#### DIRECTIONS:
Edit the entries below so that every "rough mask" becomes "coarse mask", then give them again with everything else left the same.

[Stored data entries]
* * *

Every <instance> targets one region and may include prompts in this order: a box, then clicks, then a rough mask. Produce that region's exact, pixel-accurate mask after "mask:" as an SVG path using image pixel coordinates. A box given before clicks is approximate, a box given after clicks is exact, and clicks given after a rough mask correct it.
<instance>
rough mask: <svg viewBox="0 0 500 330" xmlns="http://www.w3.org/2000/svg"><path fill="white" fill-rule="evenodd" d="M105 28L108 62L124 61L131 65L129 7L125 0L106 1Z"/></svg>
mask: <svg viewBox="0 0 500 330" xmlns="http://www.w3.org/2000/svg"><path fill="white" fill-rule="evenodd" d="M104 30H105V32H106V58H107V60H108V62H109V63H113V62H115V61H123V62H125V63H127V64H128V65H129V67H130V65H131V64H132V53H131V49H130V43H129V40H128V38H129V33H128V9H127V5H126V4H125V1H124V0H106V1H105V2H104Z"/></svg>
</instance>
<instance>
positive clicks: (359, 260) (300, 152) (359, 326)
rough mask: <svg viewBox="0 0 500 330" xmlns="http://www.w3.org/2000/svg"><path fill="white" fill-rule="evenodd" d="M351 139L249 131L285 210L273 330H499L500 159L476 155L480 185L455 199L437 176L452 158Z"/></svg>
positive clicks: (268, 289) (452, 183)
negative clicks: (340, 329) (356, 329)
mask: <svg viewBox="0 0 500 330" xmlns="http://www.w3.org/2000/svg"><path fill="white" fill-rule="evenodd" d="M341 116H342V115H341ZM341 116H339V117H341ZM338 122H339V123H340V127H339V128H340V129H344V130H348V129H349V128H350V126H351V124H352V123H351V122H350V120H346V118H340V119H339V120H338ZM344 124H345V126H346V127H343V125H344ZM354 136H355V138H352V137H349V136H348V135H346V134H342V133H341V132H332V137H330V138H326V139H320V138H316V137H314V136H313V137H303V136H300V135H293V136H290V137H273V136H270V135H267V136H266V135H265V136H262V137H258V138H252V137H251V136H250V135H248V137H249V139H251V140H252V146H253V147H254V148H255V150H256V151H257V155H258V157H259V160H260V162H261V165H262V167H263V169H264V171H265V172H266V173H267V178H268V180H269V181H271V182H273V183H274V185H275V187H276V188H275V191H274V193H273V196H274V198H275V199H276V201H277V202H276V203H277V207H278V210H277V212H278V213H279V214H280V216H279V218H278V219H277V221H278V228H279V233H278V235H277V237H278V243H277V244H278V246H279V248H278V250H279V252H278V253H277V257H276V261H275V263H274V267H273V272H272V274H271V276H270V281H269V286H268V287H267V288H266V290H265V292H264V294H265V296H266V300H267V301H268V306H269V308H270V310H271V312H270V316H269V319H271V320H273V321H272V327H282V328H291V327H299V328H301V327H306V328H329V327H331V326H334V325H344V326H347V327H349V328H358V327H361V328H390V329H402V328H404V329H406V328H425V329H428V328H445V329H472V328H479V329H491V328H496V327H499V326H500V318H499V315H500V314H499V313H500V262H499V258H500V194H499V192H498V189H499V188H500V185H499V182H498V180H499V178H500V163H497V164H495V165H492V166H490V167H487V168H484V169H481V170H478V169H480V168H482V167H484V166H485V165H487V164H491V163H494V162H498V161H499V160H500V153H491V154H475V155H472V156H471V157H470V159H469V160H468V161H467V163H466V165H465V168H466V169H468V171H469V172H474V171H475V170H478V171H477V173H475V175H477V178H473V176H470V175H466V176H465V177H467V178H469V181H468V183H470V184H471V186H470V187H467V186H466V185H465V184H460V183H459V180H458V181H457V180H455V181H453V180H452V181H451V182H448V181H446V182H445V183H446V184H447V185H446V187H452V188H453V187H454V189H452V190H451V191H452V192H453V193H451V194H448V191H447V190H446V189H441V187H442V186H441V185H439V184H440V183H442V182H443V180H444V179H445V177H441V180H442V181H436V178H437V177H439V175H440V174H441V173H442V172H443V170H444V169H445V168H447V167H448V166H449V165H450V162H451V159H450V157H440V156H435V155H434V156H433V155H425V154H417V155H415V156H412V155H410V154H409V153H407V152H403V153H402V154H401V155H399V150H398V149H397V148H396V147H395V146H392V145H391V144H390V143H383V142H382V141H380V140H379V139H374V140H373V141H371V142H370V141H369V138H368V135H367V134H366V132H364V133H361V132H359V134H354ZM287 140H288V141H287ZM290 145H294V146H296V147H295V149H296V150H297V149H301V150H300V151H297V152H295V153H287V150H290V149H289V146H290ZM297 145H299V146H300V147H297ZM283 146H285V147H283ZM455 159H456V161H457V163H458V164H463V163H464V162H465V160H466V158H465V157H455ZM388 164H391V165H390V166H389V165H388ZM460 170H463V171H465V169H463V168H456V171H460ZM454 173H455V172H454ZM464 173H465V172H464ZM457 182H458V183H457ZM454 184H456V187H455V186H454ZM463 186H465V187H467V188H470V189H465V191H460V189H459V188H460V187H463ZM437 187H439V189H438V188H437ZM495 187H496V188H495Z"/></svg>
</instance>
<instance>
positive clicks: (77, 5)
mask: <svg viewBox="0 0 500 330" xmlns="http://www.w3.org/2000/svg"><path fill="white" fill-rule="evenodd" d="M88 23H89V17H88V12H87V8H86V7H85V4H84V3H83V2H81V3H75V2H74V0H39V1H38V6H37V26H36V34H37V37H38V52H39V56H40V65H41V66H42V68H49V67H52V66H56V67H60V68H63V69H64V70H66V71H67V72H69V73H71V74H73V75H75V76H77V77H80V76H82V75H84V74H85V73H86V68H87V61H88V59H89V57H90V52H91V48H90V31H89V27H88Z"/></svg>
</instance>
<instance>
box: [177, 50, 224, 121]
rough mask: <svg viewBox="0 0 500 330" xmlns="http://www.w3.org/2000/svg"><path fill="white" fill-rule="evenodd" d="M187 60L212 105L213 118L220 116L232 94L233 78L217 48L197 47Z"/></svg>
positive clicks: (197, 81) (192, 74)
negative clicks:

* * *

#### OUTPUT FOR THIS TASK:
Every <instance> targets one region and may include prompts in this order: a box, then clicks, then a coarse mask. Produce that region's exact, pixel-accurate mask after "mask:" as an SVG path using image pixel coordinates. A box given before clicks is approximate, a box given after clicks is exact, and clicks given after a coarse mask correct it.
<instance>
coarse mask: <svg viewBox="0 0 500 330" xmlns="http://www.w3.org/2000/svg"><path fill="white" fill-rule="evenodd" d="M105 28L108 62L124 61L131 65L129 7L125 0L106 1Z"/></svg>
mask: <svg viewBox="0 0 500 330" xmlns="http://www.w3.org/2000/svg"><path fill="white" fill-rule="evenodd" d="M104 30H105V32H106V58H107V60H108V62H109V63H113V62H115V61H123V62H125V63H127V64H128V65H129V67H130V65H131V64H132V53H131V49H130V43H129V40H128V38H129V33H128V9H127V5H126V4H125V1H124V0H106V1H105V2H104Z"/></svg>
</instance>
<instance>
positive clicks: (359, 260) (300, 152) (359, 326)
coarse mask: <svg viewBox="0 0 500 330" xmlns="http://www.w3.org/2000/svg"><path fill="white" fill-rule="evenodd" d="M351 139L249 131L285 210L273 330H499L500 159L476 155L480 185L455 199L437 176L452 158Z"/></svg>
positive clicks: (268, 289) (452, 183)
negative clicks: (340, 329) (356, 329)
mask: <svg viewBox="0 0 500 330" xmlns="http://www.w3.org/2000/svg"><path fill="white" fill-rule="evenodd" d="M341 116H342V115H341ZM341 116H339V117H341ZM338 122H339V123H340V127H339V128H340V129H344V130H348V129H349V128H350V126H351V124H352V123H351V122H350V120H346V118H340V119H339V120H338ZM344 124H345V126H346V127H343V125H344ZM354 136H355V138H352V137H349V136H348V135H346V134H342V133H341V132H332V137H330V138H326V139H320V138H316V137H314V136H313V137H303V136H300V135H293V136H290V137H273V136H270V135H267V136H266V135H265V136H262V137H258V138H252V137H251V136H250V135H248V137H249V139H251V140H252V146H253V147H254V148H255V150H256V151H257V155H258V157H259V160H260V162H261V165H262V167H263V169H264V171H265V172H266V173H267V178H268V180H269V181H271V182H273V183H274V185H275V187H276V188H275V191H274V193H273V196H274V198H275V199H276V201H277V202H276V203H277V207H278V210H277V212H278V213H279V214H280V216H279V218H278V219H277V221H278V228H279V233H278V235H277V237H278V243H277V244H278V246H279V248H278V250H279V252H278V253H277V257H276V261H275V263H274V267H273V272H272V274H271V276H270V281H269V286H268V287H267V288H266V290H265V292H264V294H265V296H266V300H267V301H268V306H269V308H270V310H271V312H270V316H269V319H271V320H273V321H272V327H282V328H291V327H299V328H301V327H306V328H329V327H331V326H334V325H344V326H347V327H349V328H358V327H361V328H390V329H402V328H404V329H406V328H425V329H428V328H445V329H472V328H479V329H491V328H496V327H499V326H500V318H499V315H500V314H499V313H500V262H499V258H500V194H499V192H498V189H499V188H500V185H499V182H498V180H499V178H500V163H497V164H495V165H492V166H490V167H487V168H484V169H481V170H478V169H480V168H482V167H484V166H485V165H487V164H491V163H494V162H498V161H499V160H500V153H491V154H475V155H472V156H471V157H470V159H469V160H468V161H467V163H466V165H465V168H466V169H468V171H469V172H474V171H475V170H478V171H477V173H475V175H477V178H473V176H470V175H466V176H465V177H467V178H469V181H468V183H470V184H471V186H470V187H467V186H466V185H465V184H460V183H459V180H458V181H457V180H455V181H453V180H452V181H451V182H448V181H446V182H445V183H446V184H447V185H446V187H452V188H453V187H454V189H452V190H451V191H452V192H453V193H451V194H448V191H447V190H446V189H441V187H442V186H441V185H439V184H440V183H442V182H443V180H444V179H445V177H441V180H442V181H436V178H437V177H439V175H440V174H441V173H442V172H443V170H444V169H445V168H447V167H448V166H449V165H450V162H451V159H450V157H440V156H435V155H434V156H433V155H425V154H417V155H415V156H412V155H410V154H409V153H407V152H403V153H402V154H401V155H399V150H398V149H397V148H396V147H395V146H392V145H391V144H390V143H383V142H382V141H380V140H379V139H374V140H373V141H371V142H370V141H369V138H368V135H367V134H366V132H364V133H361V132H359V134H354ZM287 140H288V141H287ZM290 145H294V146H296V147H295V149H296V150H297V149H301V150H300V151H297V152H295V153H287V150H290V149H289V146H290ZM297 145H299V146H300V147H297ZM283 146H285V147H283ZM455 159H456V161H457V163H458V164H463V163H464V162H465V160H466V158H465V157H455ZM388 164H391V165H390V166H389V165H388ZM460 170H463V171H465V169H463V168H456V171H460ZM454 173H455V172H454ZM464 173H465V172H464ZM457 182H458V183H457ZM454 184H456V187H455V186H454ZM463 186H465V187H467V188H470V189H465V191H460V189H459V188H460V187H463ZM437 187H439V189H438V188H437ZM495 187H496V188H495Z"/></svg>
</instance>
<instance>
positive clicks: (77, 5)
mask: <svg viewBox="0 0 500 330" xmlns="http://www.w3.org/2000/svg"><path fill="white" fill-rule="evenodd" d="M88 23H89V17H88V12H87V8H86V7H85V4H84V3H83V2H81V3H75V2H74V0H39V1H38V6H37V26H36V34H37V37H38V52H39V56H40V65H41V66H42V68H49V67H52V66H56V67H60V68H63V69H64V70H66V71H67V72H69V73H71V74H73V75H75V76H77V77H80V76H82V75H84V74H85V73H86V68H87V61H88V59H89V57H90V52H91V48H90V31H89V27H88Z"/></svg>
</instance>
<instance>
box: [177, 50, 224, 121]
coarse mask: <svg viewBox="0 0 500 330" xmlns="http://www.w3.org/2000/svg"><path fill="white" fill-rule="evenodd" d="M187 60L212 105L213 118L220 116L232 94L233 78L217 48L197 47Z"/></svg>
positive clicks: (197, 81) (192, 74)
negative clicks:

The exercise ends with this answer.